* [WHAT TO PRODUCE] For the text on dialysis care for elderly ESRD patients, answer yes or no for each statement and quote the words of the text that decide it. 1. PD has been shown to carry a lower risk of dementia than HD. 2. Older data found a survival difference between HD and PD. 3. It is clear how to reach an individualized approach using dialysis centers' interdisciplinary teams.

* [TEXT SECTION]
****************

In addition to functional decline, many ESRD patients are also at risk for cognitive and executive function impairment (7). This deficiency can have an impact on complex thinking, compliance, QOL, and decision-making (7). In a recent study of HD patients, decreased executive function was associated with increased mortality, even with adjustment for comorbidities (7). PD has been shown to have a lower risk of dementia than HD (HR 0.74, 95% CI 0.64–0.86), although both groups have a higher incidence than age-matched control individuals not receiving dialysis (8). Identification of elderly patients with impaired cognition recognizes those who need assistance with decision-making, the responsibilities of dialysis, and caregivers who are at risk for burnout.

QOL, decision-making, and the individualized geriatric experience

As a result of multi-morbidity, the ESRD experience for the elderly is variable. Unfortunately, current guidelines are disease oriented and with a “one size fits all” approach that pays little attention to QOL. Nephrology providers are challenged to integrate the individual patient’s experience into appropriate clinical management.

There is no right answer for an elderly patient. A highly comorbid individual may want a trial of dialysis to enable living to a family milestone. An institutionalized patient requiring rehabilitation may be given more free time with PD. If a patient is interested only in survival, recent work from Korea showed an advantage with HD versus PD for the elderly, particularly those with diabetes mellitus or a longer dialysis vintage (9). However, this contrasts with older data that showed no difference in survival and, perhaps more importantly, no difference in QOL (10). For those with a high comorbidity burden, including ischemic heart disease, observational data have shown that dialysis does not confer a survival advantage when compared with conservative management with the incorporation of palliative care (11). Additionally, a recent single-center study demonstrated that integrating palliative care with conservative management led to improved or stable symptom control and QOL metrics at 12 months in a majority of patients (11). The individualized nature of this decision emphasizes the importance of communication; yet, older ESRD patients report feeling unprepared for the HD experience (12). Unfortunately, the burdens of dialysis and the option of conservative management are often excluded from conversations about treatment decisions (13).

Goal-directed therapy: time-limited trials

Given the risk of further suffering from geriatric syndromes in patients receiving dialysis, it is important to check in with patients regularly to assess their dialysis experience. A time-limited trial begins with the identification of patient-specific goals, often relevant to QOL and geriatric syndromes, with planned re-evaluations to assess the patient’s perceptions of the benefits and burdens of dialysis (14). This continuous dialogue also allows for a fluid transition into advance care planning. Advance care planning with dialysis patients can promote the use of hospice, a benefit often underused in this population (15). In the general population advance care planning is associated with fewer intensive procedures at the end of life, death at the location of choice, increased patient satisfaction, and increased use of hospice (16).

In summary, the current demographics of ESRD necessitate a cultural shift in care to an individualized approach that incorporates basic principles of geriatric medicine and palliative care. How to best achieve this goal with use of our own dialysis centers’ interdisciplinary teams is currently not clear. Although more research and education are needed, it appears obvious that the implementation of geriatric and palliative care principles will enhance current practice and allow the patients’ experience to be the largest factor.

****************

* [RECORDED INFORMATION]
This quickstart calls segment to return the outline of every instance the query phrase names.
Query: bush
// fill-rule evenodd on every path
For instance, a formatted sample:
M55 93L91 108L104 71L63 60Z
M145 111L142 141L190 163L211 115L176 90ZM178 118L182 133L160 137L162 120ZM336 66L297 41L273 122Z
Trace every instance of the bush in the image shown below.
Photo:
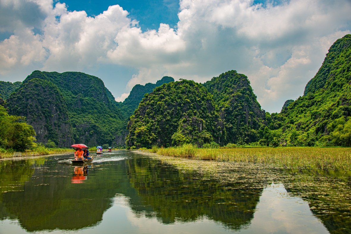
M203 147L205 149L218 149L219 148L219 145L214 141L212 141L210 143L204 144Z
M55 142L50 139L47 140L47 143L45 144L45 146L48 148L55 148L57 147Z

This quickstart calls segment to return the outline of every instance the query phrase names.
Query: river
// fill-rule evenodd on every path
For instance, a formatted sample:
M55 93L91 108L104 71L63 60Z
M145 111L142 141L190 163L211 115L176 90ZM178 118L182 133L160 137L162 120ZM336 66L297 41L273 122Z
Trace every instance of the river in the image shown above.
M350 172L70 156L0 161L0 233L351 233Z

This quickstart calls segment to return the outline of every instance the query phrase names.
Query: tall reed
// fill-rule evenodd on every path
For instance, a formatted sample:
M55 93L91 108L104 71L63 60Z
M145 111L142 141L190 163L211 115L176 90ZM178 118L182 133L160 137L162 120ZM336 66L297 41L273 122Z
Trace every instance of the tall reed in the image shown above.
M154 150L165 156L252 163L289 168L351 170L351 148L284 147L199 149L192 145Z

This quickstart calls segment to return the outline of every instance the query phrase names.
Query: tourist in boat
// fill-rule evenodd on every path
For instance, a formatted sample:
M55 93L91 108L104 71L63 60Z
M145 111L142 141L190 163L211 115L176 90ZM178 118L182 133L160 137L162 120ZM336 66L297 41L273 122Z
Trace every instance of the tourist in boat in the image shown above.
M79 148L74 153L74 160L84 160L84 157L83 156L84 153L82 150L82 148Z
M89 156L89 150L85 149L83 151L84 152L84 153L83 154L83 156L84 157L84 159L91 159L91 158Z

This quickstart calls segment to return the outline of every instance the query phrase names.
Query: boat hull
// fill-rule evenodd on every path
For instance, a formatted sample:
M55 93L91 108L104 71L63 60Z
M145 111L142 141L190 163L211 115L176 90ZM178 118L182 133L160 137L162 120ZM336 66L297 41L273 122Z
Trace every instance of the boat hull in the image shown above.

****************

* [RESPONSE TO THE EXERCISE]
1. Yes: "PD has been shown to have a lower risk of dementia than HD (HR 0.74, 95% CI 0.64–0.86)"
2. No: "this contrasts with older data that showed no difference in survival and, perhaps more importantly, no difference in QOL"
3. No: "How to best achieve this goal with use of our own dialysis centers’ interdisciplinary teams is currently not clear."